----- Datensätze zur Aufgabe -----
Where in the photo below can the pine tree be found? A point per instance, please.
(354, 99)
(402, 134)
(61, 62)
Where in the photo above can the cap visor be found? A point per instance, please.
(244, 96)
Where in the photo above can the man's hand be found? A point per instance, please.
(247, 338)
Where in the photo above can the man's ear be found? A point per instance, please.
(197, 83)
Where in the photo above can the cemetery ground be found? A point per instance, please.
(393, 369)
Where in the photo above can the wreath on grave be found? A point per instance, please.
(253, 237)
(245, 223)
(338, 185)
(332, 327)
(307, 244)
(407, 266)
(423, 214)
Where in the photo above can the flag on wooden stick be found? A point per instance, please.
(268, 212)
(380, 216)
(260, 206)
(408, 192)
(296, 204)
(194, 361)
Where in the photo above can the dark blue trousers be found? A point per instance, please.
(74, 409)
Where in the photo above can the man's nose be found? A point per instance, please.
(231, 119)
-----
----- Datensätze zur Aufgabe -----
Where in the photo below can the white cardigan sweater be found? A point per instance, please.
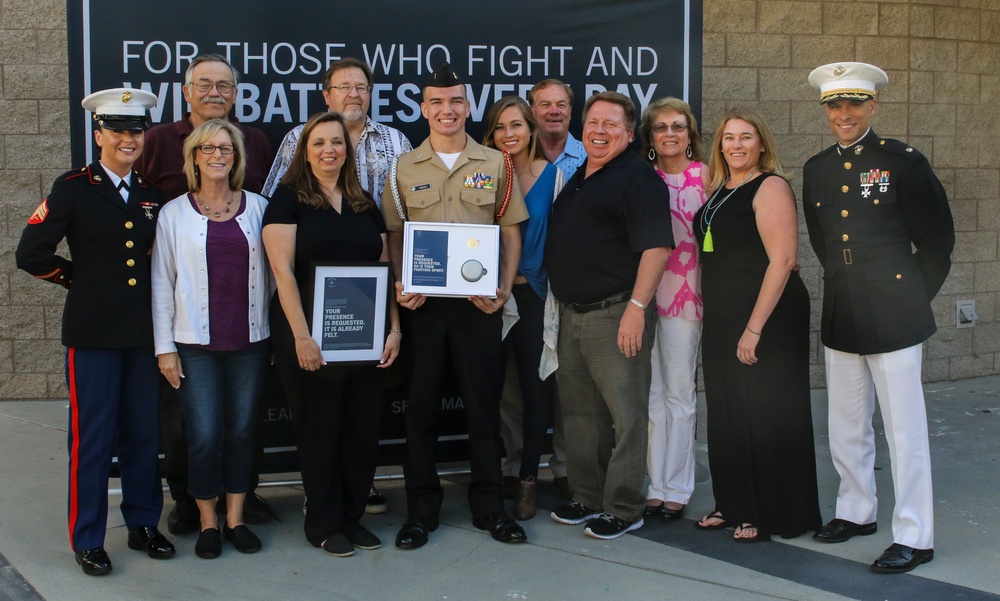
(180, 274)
-----
----- Datensätze zur Aufgabe -----
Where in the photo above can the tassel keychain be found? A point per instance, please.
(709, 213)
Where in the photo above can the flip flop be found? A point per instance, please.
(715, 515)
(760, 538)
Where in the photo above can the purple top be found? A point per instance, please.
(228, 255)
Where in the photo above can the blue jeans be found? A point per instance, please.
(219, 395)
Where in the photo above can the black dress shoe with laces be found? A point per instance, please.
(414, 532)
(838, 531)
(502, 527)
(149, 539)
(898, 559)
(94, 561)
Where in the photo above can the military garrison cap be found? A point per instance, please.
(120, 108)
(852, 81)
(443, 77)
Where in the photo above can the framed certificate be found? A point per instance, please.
-----
Aufgabenstellung:
Gib aus den Datensätzen oben die Zeilen von der Zeile mit „Where in the photo above can the purple“ bis einschließlich der Zeile mit „Where in the photo above can the framed“ unverändert wieder.

Lösung:
Where in the photo above can the purple top be found? A point per instance, please.
(228, 255)
Where in the photo above can the blue jeans be found? A point per instance, please.
(219, 395)
Where in the photo above can the black dress shoe with laces be found? A point per instance, please.
(414, 532)
(838, 531)
(502, 527)
(149, 539)
(898, 559)
(94, 561)
Where in the photo above can the military garrison cap be found? A point per instance, please.
(120, 108)
(852, 81)
(443, 77)
Where in the photo above can the framed certificate be found? A point per instance, please.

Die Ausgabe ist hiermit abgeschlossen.